Give the entries again, word for word.
## start The data
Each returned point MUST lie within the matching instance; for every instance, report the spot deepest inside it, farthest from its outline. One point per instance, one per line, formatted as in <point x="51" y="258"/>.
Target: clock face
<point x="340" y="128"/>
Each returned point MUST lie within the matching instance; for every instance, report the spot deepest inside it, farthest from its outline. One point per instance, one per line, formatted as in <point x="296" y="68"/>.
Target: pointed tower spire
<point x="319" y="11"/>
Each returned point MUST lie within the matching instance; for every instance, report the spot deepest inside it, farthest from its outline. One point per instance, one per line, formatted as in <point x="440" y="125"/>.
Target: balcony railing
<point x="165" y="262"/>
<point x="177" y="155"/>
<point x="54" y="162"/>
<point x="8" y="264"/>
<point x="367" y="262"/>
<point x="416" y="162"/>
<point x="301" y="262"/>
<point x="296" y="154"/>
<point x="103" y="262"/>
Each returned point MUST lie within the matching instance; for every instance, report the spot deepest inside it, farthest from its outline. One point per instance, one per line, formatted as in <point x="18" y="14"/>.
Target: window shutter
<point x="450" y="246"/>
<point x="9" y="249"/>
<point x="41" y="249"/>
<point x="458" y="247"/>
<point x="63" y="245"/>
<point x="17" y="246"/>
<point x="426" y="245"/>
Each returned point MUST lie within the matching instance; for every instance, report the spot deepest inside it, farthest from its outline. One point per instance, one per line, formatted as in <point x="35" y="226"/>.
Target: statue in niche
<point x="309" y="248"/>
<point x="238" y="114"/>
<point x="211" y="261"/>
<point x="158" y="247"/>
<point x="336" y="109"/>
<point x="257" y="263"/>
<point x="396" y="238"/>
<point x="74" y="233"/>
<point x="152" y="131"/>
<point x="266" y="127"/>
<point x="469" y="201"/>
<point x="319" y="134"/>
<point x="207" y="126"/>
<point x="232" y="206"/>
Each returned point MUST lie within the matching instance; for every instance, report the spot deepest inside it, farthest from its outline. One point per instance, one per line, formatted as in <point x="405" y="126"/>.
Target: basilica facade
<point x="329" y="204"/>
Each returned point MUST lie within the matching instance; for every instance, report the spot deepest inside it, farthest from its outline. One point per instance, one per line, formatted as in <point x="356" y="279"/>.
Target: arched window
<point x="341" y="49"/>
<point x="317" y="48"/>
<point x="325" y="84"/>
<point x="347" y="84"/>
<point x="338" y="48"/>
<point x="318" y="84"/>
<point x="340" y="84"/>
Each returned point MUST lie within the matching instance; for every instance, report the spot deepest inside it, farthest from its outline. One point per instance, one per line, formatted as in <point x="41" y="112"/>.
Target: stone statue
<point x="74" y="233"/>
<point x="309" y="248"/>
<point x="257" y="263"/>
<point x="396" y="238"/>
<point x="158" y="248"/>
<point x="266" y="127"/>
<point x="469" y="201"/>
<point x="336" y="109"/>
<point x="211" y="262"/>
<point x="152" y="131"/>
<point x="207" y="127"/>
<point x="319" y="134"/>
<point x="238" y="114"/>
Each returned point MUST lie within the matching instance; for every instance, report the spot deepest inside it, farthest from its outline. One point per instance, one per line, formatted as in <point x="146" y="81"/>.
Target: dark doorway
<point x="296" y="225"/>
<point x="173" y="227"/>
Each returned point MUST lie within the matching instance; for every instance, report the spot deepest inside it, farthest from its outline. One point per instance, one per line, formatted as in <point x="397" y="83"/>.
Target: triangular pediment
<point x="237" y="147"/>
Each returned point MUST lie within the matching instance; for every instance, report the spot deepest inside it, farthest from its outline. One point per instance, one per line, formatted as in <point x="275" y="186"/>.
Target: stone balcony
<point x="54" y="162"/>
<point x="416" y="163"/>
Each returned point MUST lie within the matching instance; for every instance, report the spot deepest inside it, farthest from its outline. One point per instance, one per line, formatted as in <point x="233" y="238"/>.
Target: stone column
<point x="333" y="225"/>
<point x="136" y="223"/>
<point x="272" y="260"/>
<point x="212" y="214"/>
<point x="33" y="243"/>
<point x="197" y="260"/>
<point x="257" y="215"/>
## end The data
**Exercise result:**
Each returned point MUST lie within the matching instance; for every instance, report the spot deepest inside it, farthest from its outline. One point per instance, one per line, formatted as in <point x="51" y="258"/>.
Target: clock face
<point x="340" y="128"/>
Each returned point MUST lie within the matching instance; for every instance, report the spot deepest inside it, farthest from its outline. One point per instance, one per line, formatted as in <point x="296" y="68"/>.
Target: pointed tower spire
<point x="319" y="11"/>
Each returned point MUST lie within the matching instance; for every instance, report the spot deepest inside it, farthest from its outline. One point per instance, one per line, formatted as in <point x="440" y="125"/>.
Target: balcony railing
<point x="165" y="262"/>
<point x="177" y="155"/>
<point x="54" y="162"/>
<point x="8" y="264"/>
<point x="367" y="262"/>
<point x="416" y="162"/>
<point x="301" y="262"/>
<point x="296" y="154"/>
<point x="103" y="262"/>
Each returned point MUST lie within the matching instance; for every instance, report the spot deepest inside it, farthest from its outline. One point per instance, one per line, formatted as in <point x="18" y="14"/>.
Target: window shutter
<point x="450" y="246"/>
<point x="9" y="249"/>
<point x="41" y="249"/>
<point x="458" y="247"/>
<point x="63" y="245"/>
<point x="17" y="246"/>
<point x="426" y="245"/>
Each returned point MUST lie within the matching instance; for every instance, report the spot deepest inside it, farthest from its outline. One point per instance, one per line, formatted as in <point x="35" y="226"/>.
Target: statue in niche
<point x="309" y="248"/>
<point x="238" y="114"/>
<point x="211" y="261"/>
<point x="158" y="247"/>
<point x="336" y="109"/>
<point x="257" y="263"/>
<point x="396" y="238"/>
<point x="74" y="233"/>
<point x="152" y="131"/>
<point x="266" y="127"/>
<point x="469" y="201"/>
<point x="319" y="134"/>
<point x="207" y="126"/>
<point x="232" y="206"/>
Each returned point MUST lie within the matching instance; for every instance, report the spot deepest inside it, farthest from its outline. One point per instance, one per line, formatted as in <point x="405" y="126"/>.
Target: basilica facade
<point x="329" y="204"/>
Each returned point MUST lie within the matching instance; for every instance, report the spot deepest inside it, farthest from its outline. One point per instance, one per line, formatted as in <point x="356" y="279"/>.
Target: arched window
<point x="341" y="49"/>
<point x="317" y="48"/>
<point x="325" y="84"/>
<point x="347" y="84"/>
<point x="338" y="48"/>
<point x="318" y="84"/>
<point x="340" y="84"/>
Each returned point MUST lie within the matching instance; for every instance, report the spot deepest inside it, farthest from its outline. One point per instance, one per line, formatted as in <point x="41" y="112"/>.
Target: stone statue
<point x="74" y="233"/>
<point x="309" y="248"/>
<point x="257" y="263"/>
<point x="396" y="238"/>
<point x="158" y="248"/>
<point x="266" y="127"/>
<point x="469" y="201"/>
<point x="336" y="109"/>
<point x="211" y="262"/>
<point x="152" y="131"/>
<point x="207" y="127"/>
<point x="319" y="134"/>
<point x="238" y="114"/>
Each returned point MUST lie within the matching instance; for every instance, report the spot deepest inside it, farthest from its outline. One point per instance, one per line, formatted as in <point x="146" y="81"/>.
Target: dark doorway
<point x="296" y="225"/>
<point x="173" y="227"/>
Each returned point MUST lie within the matching instance; for every instance, report the spot deepest inside it, farthest from its outline. One point per instance, one per line, formatted as in <point x="397" y="83"/>.
Target: triangular pediment
<point x="237" y="147"/>
Each returned point MUST lie within the matching instance; for every instance, report the spot deepest inside it, farthest from its outline. One point per instance, one per line, formatted as in <point x="275" y="186"/>.
Target: stone balcony
<point x="54" y="162"/>
<point x="416" y="163"/>
Each returned point MUST lie within the matching instance; for every instance, report the spot deepest inside it, farthest from its outline. One point per instance, one per line, formatted as in <point x="233" y="238"/>.
Target: stone column
<point x="333" y="225"/>
<point x="136" y="223"/>
<point x="272" y="260"/>
<point x="212" y="214"/>
<point x="33" y="243"/>
<point x="197" y="260"/>
<point x="257" y="215"/>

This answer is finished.